#### PAGE TEXT:
Reader: The person reading the digital talking book. Synonymous with "user."
REQUIRED: When used in definitions of attributes, means the attribute is required, as opposed to IMPLIED.
SMIL: The Synchronized Multimedia Integration Language [SMIL] is a draft W3C specification (SMIL 2.0) utilized in this standard to control the synchronized presentation of content in multiple media.
Shall: See "Must."
Should: With respect to implementation, the word "should" is to be interpreted as an implementation recommendation, but not a requirement. With respect to content, the word "should" is to be interpreted as recommended programming practice for content.
Spine: A component of the Package File, the Spine lists the SMIL files included in the DTB in default reading order.
Target population: The target population consists of blind, visually impaired, physically handicapped and otherwise print-disabled readers.
TSM: Time-scale modification (TSM) is variable playback rate (both slower and faster than real time) while maintaining constant pitch.
User: See "Reader."
Text File: The content of the subject document in a character set specified by ISO/IEC 10646 to which XML markup has been applied.

#### DATA LINES:
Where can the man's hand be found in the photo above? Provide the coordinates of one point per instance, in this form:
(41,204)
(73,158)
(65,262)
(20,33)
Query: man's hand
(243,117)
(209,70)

#### EXERCISE INSTRUCTIONS:
1. Print the part of the talking book glossary that opens with the words containing "REQUIRED: When used" and closes with "default reading order.".
2. Update the whole listing that follows the glossary, changing "man's hand" to "woman's hand" wherever it appears and leaving everything else the same.

#### ANSWERS FOR THIS EXERCISE:
1.
REQUIRED: When used in definitions of attributes, means the attribute is required, as opposed to IMPLIED.
SMIL: The Synchronized Multimedia Integration Language [SMIL] is a draft W3C specification (SMIL 2.0) utilized in this standard to control the synchronized presentation of content in multiple media.
Shall: See "Must."
Should: With respect to implementation, the word "should" is to be interpreted as an implementation recommendation, but not a requirement. With respect to content, the word "should" is to be interpreted as recommended programming practice for content.
Spine: A component of the Package File, the Spine lists the SMIL files included in the DTB in default reading order.

2.
Where can the woman's hand be found in the photo above? Provide the coordinates of one point per instance, in this form:
(41,204)
(73,158)
(65,262)
(20,33)
Query: woman's hand
(243,117)
(209,70)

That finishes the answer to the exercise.